Why Loyalty is So Rare

Loyalty is a rarity. Why? Because integrity is a rarity. And loyalty depends on integrity.

The deeper issue: Most people are not true to their values; they’re not true to themselves. Most people, in my experience, don’t know what their values even are. Because they don’t know, they tend to look to others for guidance. They look to dominant family members, to dominant people in the culture, to church, to other organizations, or even to the government.

They want others to tell them what to do, even though they rarely listen to those directives. They are rudderless.

They don’t know what they think. So they let others do their thinking for them. This all gets in the way of loyalty. You can’t be loyal to a friend or a loved one — not consistently — if you don’t know what YOU believe in, what YOU think, what YOU know, and why.

That’s why so many friends and other loved ones betray each other, disappoint each other or even turn on each other. They’re too busy trying to look the way they think they’re supposed to look, in the eyes of others. Thirty-three years of being a therapist has taught me just how deeply and how often people betray each other.

The most trustworthy person you can find is a person of unbreached integrity, or unbreached self-esteem. I know your response: We’re told this is impossible, unrealistic and perfectionistic. Notice that it’s the disloyal, untrustworthy types usually saying that integrity isn’t possible. But trustworthy people are out there. You’re the only person with yourself 24/7. You know how true you are to what you believe, or whether you even believe or think anything at all.

The most important thing is to distance yourself from and reject people who don’t display loyalty and integrity. You are better off alone, or with a good book, or with a loyal pet than in personal relations with people who don’t have strong selves. When you engage in personal relationships with people who are disloyal and toxic, you bring yourself down. They don’t add to your life; they take away from it. You become like them. Don’t spend time on anyone who doesn’t add to your life, in some important way.

It’s not accurate to say, “Disloyal people are selfish. If they were more selfless, you could trust them.” The exact opposite is true. The least trustworthy people are the people with no sense of self. They have no principles, they have no standards, and they betray themselves every moment of the day. If they routinely betray themselves, how can you expect them never to betray you?

- _Record set_
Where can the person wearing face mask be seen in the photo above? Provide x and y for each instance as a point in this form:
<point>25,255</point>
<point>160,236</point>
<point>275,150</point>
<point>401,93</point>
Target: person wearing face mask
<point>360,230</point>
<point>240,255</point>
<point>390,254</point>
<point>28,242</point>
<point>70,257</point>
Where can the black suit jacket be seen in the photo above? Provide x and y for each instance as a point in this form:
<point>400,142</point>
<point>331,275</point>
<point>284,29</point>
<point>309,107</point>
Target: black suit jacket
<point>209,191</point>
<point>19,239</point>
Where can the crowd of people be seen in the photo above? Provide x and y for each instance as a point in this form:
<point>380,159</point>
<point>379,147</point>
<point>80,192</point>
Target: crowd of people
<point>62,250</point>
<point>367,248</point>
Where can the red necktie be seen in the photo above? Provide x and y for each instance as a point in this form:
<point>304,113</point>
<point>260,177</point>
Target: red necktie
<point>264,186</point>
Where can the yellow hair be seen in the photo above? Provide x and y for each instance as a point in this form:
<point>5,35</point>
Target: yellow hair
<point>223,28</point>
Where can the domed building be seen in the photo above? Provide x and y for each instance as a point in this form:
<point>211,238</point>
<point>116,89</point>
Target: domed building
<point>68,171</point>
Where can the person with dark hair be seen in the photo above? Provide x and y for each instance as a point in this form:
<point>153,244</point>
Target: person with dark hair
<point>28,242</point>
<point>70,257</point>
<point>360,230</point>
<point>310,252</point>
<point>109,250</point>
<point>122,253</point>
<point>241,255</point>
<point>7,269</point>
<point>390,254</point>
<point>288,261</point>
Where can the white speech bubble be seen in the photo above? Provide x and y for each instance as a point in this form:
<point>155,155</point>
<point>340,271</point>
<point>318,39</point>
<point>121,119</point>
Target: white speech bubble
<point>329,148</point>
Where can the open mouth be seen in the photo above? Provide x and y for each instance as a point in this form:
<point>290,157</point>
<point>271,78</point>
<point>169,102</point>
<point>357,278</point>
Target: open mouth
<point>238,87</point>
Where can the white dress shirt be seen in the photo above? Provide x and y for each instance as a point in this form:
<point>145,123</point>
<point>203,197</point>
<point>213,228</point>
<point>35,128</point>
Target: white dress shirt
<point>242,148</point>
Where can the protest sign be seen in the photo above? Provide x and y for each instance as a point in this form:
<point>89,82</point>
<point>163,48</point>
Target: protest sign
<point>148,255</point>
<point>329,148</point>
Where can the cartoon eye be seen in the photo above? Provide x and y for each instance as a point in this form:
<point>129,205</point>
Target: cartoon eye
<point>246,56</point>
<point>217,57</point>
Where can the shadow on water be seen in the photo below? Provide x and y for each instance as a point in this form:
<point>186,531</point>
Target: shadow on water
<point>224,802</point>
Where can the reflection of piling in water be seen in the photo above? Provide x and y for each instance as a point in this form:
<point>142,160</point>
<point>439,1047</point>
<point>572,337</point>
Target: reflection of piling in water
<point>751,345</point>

...

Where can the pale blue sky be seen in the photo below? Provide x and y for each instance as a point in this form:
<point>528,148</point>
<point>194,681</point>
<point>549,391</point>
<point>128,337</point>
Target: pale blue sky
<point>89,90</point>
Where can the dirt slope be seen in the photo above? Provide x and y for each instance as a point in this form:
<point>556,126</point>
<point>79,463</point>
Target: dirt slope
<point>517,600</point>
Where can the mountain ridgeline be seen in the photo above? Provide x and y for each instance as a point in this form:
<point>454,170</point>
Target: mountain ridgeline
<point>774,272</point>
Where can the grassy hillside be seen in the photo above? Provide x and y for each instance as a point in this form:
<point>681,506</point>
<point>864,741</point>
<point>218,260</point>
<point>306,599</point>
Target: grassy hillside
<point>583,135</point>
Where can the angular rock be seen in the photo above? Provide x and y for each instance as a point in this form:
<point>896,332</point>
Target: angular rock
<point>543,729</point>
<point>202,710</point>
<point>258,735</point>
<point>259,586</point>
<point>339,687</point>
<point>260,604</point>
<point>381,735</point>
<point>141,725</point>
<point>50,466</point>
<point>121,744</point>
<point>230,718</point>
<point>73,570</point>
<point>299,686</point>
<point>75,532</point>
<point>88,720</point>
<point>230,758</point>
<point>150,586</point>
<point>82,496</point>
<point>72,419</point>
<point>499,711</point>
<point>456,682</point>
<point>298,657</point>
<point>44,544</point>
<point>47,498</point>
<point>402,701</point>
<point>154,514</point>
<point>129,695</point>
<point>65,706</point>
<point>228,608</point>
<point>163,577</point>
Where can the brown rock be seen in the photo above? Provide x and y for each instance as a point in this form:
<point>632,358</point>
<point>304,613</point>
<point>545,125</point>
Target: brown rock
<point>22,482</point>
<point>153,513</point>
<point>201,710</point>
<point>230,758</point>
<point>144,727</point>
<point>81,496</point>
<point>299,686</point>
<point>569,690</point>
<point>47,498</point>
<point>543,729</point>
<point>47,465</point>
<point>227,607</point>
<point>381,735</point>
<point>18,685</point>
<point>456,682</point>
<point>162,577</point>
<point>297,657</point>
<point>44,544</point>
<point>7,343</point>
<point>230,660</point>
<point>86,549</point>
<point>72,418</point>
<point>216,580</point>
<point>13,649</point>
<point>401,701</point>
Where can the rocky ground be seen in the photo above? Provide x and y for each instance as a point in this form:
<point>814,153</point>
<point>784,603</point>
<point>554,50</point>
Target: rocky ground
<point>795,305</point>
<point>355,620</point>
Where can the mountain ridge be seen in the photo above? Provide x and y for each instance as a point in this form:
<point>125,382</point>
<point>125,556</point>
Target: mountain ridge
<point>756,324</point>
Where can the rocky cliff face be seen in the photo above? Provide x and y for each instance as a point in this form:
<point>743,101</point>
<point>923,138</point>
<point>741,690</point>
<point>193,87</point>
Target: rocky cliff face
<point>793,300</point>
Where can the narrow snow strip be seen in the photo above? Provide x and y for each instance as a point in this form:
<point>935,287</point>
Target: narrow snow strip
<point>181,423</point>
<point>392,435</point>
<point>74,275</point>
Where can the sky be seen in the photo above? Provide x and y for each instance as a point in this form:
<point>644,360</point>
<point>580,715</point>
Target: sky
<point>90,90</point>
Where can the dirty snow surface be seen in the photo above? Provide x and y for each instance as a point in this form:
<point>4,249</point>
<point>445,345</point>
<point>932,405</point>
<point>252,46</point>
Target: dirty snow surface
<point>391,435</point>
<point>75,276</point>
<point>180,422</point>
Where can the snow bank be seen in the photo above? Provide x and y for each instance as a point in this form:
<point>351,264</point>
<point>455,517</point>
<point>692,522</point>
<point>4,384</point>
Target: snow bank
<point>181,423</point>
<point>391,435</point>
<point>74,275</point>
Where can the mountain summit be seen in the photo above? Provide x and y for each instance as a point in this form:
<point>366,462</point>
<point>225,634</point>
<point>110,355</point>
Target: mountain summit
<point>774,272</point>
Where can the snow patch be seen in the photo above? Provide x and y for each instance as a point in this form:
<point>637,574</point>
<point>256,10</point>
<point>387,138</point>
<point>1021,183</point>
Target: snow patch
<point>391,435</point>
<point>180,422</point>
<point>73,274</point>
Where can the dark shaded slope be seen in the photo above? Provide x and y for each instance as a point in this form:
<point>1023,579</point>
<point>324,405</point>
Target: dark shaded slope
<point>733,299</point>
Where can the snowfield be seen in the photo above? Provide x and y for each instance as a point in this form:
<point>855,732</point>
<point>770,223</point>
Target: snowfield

- _Description of the task_
Print the passage from the essay on loyalty exactly, from "The deeper issue: Most" through "They are rudderless.".

- _Answer to this problem_
The deeper issue: Most people are not true to their values; they’re not true to themselves. Most people, in my experience, don’t know what their values even are. Because they don’t know, they tend to look to others for guidance. They look to dominant family members, to dominant people in the culture, to church, to other organizations, or even to the government.

They want others to tell them what to do, even though they rarely listen to those directives. They are rudderless.